__GIVEN DATA__:
== Segment start ==

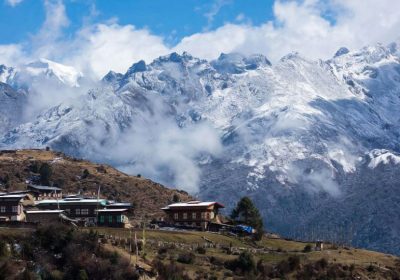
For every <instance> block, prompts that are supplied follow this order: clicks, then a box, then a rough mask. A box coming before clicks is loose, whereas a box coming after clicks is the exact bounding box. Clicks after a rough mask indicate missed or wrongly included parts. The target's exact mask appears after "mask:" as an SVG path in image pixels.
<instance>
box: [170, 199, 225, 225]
mask: <svg viewBox="0 0 400 280" xmlns="http://www.w3.org/2000/svg"><path fill="white" fill-rule="evenodd" d="M220 208H224V205H222V204H220V203H218V202H201V201H189V202H180V203H174V204H170V205H168V206H166V207H164V208H162V210H164V212H165V213H166V214H167V219H166V222H167V223H169V224H171V225H174V226H181V227H193V228H197V229H201V230H207V229H208V226H209V225H210V223H219V222H220V221H219V218H218V211H219V209H220Z"/></svg>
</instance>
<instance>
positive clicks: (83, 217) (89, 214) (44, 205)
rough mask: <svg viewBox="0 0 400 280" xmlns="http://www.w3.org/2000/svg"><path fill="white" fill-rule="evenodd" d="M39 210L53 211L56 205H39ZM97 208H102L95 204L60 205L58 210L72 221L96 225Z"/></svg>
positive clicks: (56, 205)
mask: <svg viewBox="0 0 400 280" xmlns="http://www.w3.org/2000/svg"><path fill="white" fill-rule="evenodd" d="M39 208H41V209H49V210H55V209H58V205H57V203H54V204H46V205H40V207H39ZM98 208H102V206H99V207H98V206H97V205H96V204H85V203H75V204H72V203H68V204H64V203H60V209H61V210H64V211H65V213H66V215H67V216H68V217H70V218H72V219H81V220H85V221H88V222H93V223H96V221H97V212H96V210H97V209H98Z"/></svg>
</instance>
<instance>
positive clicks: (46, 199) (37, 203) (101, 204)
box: [36, 199, 107, 206]
mask: <svg viewBox="0 0 400 280" xmlns="http://www.w3.org/2000/svg"><path fill="white" fill-rule="evenodd" d="M106 202H107V201H106V200H105V199H74V200H65V199H59V200H56V199H44V200H39V201H37V202H36V205H38V206H40V205H45V204H96V203H100V204H101V205H104V206H105V205H106Z"/></svg>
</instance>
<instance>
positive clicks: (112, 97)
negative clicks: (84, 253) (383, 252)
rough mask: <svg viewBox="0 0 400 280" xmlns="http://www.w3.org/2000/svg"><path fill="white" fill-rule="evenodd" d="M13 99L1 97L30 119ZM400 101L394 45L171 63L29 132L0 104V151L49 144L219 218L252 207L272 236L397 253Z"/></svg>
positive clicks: (63, 151)
mask: <svg viewBox="0 0 400 280" xmlns="http://www.w3.org/2000/svg"><path fill="white" fill-rule="evenodd" d="M42 78H43V77H42ZM44 78H46V77H44ZM7 83H8V84H9V85H10V84H11V85H15V83H11V82H10V81H7ZM57 84H58V83H57ZM40 85H42V84H41V83H39V84H38V86H39V87H38V88H36V89H35V90H36V92H41V93H42V96H47V95H46V94H48V92H47V91H46V89H45V88H43V89H41V87H40ZM15 87H18V83H17V84H16V86H15ZM15 90H16V93H15V94H17V93H19V92H20V91H19V89H18V88H15ZM64 90H66V91H67V92H68V93H77V91H75V89H74V90H71V89H68V88H66V89H64ZM9 92H10V91H9V90H8V89H7V90H6V91H5V92H0V95H2V100H8V101H9V104H14V105H15V106H14V107H15V108H19V107H20V106H22V109H23V111H24V112H25V111H26V110H28V109H29V110H30V109H37V108H32V107H34V106H30V107H25V105H20V104H21V103H23V102H22V101H21V102H18V101H17V102H14V101H13V99H12V98H11V97H12V96H13V95H12V94H9V95H11V97H9V96H8V95H7V93H9ZM52 92H53V91H52ZM30 93H31V92H30ZM399 96H400V47H399V45H398V44H396V43H393V44H389V45H382V44H376V45H372V46H366V47H364V48H361V49H358V50H351V51H349V50H346V49H341V50H340V51H338V52H337V53H336V54H335V55H334V56H333V57H332V58H331V59H328V60H324V61H323V60H317V59H309V58H306V57H304V56H302V55H301V54H299V53H291V54H288V55H286V56H284V57H283V58H282V59H280V60H279V61H277V62H274V63H271V62H270V61H269V60H268V59H267V58H266V57H264V56H263V55H248V56H246V55H241V54H237V53H232V54H221V55H220V57H219V58H218V59H215V60H211V61H207V60H204V59H201V58H196V57H194V56H192V55H190V54H189V53H186V52H184V53H182V54H178V53H171V54H169V55H166V56H162V57H159V58H157V59H155V60H154V61H153V62H151V63H145V62H144V61H139V62H137V63H134V64H133V65H132V66H131V67H130V68H129V70H128V71H126V72H125V73H112V72H110V73H109V74H108V75H106V76H105V77H104V78H103V79H102V80H101V81H99V82H98V83H95V85H93V86H91V89H90V90H88V91H85V90H82V92H79V93H77V94H76V95H73V96H71V100H63V101H62V102H61V101H60V102H59V103H58V104H55V105H54V104H53V106H50V105H49V106H47V107H46V108H44V109H43V106H42V105H43V104H41V106H42V107H40V108H42V109H43V110H39V111H40V112H39V113H38V114H37V115H36V117H35V118H29V121H26V120H21V121H20V122H19V123H18V120H14V119H13V118H10V116H9V115H10V114H11V115H12V113H10V112H9V110H6V109H7V108H6V107H5V106H2V104H0V115H2V114H4V117H3V119H4V120H5V121H4V122H7V123H10V124H11V127H10V128H9V130H8V131H7V132H5V133H4V134H3V135H0V148H2V149H20V148H44V147H46V146H49V147H51V148H52V149H53V150H56V151H62V152H64V153H65V154H67V155H69V156H74V157H79V158H85V159H88V160H92V161H95V162H104V163H107V164H109V165H111V166H113V167H115V168H116V169H118V170H122V171H123V172H126V173H128V174H132V175H136V174H137V173H141V174H142V175H144V176H145V177H148V178H152V179H153V180H156V181H158V182H160V183H162V184H164V185H171V186H179V188H182V189H184V190H185V191H187V192H189V193H190V194H193V195H196V196H198V197H199V198H201V199H202V200H219V201H221V203H223V204H224V205H225V206H226V207H227V208H226V210H227V211H229V210H230V209H232V207H233V206H234V204H235V203H236V201H238V199H240V197H243V196H249V197H251V198H252V199H253V200H254V202H255V204H256V205H257V207H258V208H259V209H260V211H261V213H262V216H263V217H264V219H265V220H264V222H265V225H266V227H267V228H268V229H269V230H271V231H273V232H278V233H279V234H281V235H284V236H294V237H295V236H299V235H300V234H303V233H304V231H307V232H306V233H305V234H308V235H312V234H313V235H318V236H319V237H320V238H321V239H325V238H327V237H329V235H331V234H333V235H339V234H341V232H343V229H344V230H345V231H346V235H347V236H348V238H347V239H348V241H352V244H353V245H354V246H358V247H364V248H369V249H372V250H379V251H383V252H389V253H394V254H399V253H400V247H399V244H400V235H399V234H398V233H399V232H400V223H399V222H398V221H400V214H399V213H400V204H399V201H400V193H399V192H398V185H399V182H400V173H399V162H400V161H399V157H400V134H399V131H400V126H399V124H400V121H399V120H400V115H399V110H398V108H399V106H400V98H399ZM10 98H11V99H10ZM38 100H47V99H46V98H40V99H38ZM15 103H16V104H15ZM2 112H4V113H2ZM354 213H356V214H354Z"/></svg>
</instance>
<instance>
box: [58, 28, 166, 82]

== Segment end ==

__PROBLEM TO SOLVE__: The lines from the top of the data above through the one holding "210L53 211L56 205H39ZM97" are to be repeated exactly, and only those, with no pictures.

__TASK RESULT__:
For every <instance> block, prompts that are supplied follow this order: clicks, then a box, then a rough mask. A box coming before clicks is loose, whereas a box coming after clicks is the exact bounding box. Clicks after a rough mask indicate missed or wrongly included parts. The target's exact mask appears after "mask:" as an SVG path in image pixels.
<instance>
box: [170, 199, 225, 225]
mask: <svg viewBox="0 0 400 280" xmlns="http://www.w3.org/2000/svg"><path fill="white" fill-rule="evenodd" d="M220 208H224V205H222V204H220V203H218V202H201V201H189V202H180V203H174V204H170V205H168V206H166V207H164V208H162V210H164V212H165V213H166V214H167V219H166V222H167V223H169V224H171V225H174V226H181V227H193V228H197V229H201V230H207V229H208V226H209V225H210V223H219V222H220V221H219V218H218V211H219V209H220Z"/></svg>
</instance>
<instance>
positive clicks: (83, 217) (89, 214) (44, 205)
rough mask: <svg viewBox="0 0 400 280" xmlns="http://www.w3.org/2000/svg"><path fill="white" fill-rule="evenodd" d="M39 210L53 211L56 205H39ZM97 208H102L95 204L60 205L58 210L72 221L96 225Z"/></svg>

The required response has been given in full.